:: Brief ::
Count how many lines in the items below contain the string "then". Reply with that number only.

[Stored data entries]
::::::::::

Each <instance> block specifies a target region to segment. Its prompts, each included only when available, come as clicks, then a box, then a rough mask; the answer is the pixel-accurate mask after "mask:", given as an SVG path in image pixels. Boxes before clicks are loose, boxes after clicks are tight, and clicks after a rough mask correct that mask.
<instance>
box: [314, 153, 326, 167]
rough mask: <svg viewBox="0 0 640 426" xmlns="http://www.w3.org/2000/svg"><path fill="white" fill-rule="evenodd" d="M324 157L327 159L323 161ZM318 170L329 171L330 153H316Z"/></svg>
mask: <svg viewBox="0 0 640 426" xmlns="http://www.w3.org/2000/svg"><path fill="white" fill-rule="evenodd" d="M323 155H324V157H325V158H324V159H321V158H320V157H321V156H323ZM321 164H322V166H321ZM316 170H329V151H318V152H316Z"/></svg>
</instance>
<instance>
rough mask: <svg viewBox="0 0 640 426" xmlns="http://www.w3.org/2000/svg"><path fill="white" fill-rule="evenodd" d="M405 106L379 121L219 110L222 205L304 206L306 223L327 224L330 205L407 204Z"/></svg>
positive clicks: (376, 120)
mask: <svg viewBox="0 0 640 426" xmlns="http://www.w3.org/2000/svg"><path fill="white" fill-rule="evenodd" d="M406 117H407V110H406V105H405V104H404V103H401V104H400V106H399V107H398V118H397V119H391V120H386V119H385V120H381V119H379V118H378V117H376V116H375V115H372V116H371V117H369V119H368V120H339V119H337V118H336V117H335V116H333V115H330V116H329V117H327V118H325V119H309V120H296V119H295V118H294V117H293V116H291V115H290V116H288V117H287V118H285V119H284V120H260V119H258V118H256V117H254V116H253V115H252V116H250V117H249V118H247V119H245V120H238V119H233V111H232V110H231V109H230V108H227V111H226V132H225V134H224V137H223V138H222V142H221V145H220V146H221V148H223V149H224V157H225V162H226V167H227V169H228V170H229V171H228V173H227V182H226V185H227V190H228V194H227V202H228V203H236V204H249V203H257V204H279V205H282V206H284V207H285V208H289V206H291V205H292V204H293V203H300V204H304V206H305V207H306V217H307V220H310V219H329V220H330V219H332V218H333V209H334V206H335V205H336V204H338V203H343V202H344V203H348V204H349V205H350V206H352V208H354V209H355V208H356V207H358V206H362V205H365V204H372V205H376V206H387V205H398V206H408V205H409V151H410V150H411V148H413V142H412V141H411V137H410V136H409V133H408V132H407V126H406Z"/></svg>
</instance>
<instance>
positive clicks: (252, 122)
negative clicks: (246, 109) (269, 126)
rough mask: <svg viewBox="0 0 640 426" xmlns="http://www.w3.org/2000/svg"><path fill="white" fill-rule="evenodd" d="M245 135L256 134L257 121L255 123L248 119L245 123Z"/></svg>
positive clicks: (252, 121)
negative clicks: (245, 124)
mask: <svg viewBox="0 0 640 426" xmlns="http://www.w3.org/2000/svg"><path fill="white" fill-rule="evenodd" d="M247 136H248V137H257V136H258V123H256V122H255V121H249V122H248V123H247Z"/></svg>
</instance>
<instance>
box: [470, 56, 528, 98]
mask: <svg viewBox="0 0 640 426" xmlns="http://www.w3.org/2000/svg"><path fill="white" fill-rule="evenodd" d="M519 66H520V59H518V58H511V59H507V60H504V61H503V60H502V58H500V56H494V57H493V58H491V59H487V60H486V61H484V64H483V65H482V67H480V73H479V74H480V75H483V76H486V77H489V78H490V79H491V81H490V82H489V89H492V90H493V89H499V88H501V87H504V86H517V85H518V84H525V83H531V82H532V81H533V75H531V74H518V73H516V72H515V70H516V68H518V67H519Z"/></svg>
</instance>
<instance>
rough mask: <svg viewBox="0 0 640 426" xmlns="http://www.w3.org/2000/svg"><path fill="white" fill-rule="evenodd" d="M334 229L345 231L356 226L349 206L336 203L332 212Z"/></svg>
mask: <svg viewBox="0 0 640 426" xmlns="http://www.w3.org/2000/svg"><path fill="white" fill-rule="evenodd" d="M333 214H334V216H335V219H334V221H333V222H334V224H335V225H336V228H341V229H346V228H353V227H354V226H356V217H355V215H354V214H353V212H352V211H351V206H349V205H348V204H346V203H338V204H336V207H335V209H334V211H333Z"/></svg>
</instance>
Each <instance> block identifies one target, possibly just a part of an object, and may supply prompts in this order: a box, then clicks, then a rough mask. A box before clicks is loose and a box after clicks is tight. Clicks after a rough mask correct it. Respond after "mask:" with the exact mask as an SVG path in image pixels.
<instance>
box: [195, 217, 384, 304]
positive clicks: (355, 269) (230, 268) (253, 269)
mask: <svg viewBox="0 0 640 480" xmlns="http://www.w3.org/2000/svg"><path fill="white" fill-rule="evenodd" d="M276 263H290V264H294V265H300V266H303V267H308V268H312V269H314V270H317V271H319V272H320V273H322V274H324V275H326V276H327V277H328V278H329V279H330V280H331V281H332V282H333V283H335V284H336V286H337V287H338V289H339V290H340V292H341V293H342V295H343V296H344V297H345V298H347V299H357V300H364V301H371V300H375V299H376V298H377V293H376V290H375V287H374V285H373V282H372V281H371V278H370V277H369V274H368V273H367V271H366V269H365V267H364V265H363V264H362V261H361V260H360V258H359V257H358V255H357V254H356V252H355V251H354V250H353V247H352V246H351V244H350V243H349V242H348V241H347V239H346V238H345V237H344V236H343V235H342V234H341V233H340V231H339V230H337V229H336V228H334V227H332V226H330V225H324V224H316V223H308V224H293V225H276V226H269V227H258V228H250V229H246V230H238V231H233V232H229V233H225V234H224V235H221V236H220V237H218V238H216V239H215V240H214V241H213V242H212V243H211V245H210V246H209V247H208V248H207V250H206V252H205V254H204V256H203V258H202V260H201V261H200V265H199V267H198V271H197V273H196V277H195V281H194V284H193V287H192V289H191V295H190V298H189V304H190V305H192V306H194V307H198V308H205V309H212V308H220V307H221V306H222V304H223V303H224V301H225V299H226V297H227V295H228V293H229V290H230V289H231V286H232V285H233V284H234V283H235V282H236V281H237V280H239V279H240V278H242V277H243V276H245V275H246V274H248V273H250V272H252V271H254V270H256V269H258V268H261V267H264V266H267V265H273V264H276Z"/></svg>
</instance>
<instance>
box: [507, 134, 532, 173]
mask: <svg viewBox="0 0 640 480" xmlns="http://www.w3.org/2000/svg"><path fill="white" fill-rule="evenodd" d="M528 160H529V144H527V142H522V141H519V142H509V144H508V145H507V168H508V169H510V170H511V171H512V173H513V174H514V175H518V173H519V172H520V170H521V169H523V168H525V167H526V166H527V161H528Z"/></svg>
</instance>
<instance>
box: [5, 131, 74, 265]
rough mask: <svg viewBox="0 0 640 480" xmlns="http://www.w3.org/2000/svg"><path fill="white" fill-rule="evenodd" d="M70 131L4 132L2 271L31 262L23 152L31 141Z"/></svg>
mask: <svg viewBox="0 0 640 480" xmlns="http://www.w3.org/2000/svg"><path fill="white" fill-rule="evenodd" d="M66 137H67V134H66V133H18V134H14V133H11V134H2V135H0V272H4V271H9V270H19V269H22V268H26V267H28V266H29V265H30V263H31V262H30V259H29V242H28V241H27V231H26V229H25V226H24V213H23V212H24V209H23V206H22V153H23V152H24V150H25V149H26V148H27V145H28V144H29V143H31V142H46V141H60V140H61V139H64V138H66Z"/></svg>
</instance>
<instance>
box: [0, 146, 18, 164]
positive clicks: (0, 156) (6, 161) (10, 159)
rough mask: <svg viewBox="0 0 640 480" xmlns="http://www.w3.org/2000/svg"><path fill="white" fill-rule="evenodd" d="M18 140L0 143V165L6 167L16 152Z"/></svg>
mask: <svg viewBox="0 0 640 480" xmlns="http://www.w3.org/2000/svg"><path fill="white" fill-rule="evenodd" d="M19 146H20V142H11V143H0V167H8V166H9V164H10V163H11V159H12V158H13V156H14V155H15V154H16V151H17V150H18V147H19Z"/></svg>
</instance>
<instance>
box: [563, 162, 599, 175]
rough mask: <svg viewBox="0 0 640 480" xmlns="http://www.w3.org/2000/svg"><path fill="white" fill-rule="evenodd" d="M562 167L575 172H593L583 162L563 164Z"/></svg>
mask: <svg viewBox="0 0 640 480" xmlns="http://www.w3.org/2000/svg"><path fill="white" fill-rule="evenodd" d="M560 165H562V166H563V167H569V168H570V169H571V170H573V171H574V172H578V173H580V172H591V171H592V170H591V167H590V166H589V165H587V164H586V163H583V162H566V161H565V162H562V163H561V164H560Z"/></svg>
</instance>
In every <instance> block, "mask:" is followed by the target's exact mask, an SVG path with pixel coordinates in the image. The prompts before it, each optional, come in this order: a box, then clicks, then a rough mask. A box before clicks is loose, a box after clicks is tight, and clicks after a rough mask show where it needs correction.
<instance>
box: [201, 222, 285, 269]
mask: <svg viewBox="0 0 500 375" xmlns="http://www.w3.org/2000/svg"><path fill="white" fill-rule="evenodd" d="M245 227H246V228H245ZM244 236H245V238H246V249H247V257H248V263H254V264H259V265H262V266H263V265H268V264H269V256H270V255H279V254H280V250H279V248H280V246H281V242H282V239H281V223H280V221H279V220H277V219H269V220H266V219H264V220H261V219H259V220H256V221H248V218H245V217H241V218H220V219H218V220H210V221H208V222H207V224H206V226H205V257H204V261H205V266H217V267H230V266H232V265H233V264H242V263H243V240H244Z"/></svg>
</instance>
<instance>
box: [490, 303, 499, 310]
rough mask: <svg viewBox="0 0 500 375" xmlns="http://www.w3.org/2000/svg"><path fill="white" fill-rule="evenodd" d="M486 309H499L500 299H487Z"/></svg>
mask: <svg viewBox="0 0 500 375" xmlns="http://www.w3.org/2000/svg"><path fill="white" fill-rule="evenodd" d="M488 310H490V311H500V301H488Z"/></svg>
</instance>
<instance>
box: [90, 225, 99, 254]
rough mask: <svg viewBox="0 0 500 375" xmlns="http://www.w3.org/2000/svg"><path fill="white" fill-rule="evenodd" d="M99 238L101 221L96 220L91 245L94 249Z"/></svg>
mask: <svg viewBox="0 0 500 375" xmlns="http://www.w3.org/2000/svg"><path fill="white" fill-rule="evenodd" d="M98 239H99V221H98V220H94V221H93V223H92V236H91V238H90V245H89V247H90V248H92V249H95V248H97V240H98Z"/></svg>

::::::::::

:: Reply to the exercise ::
3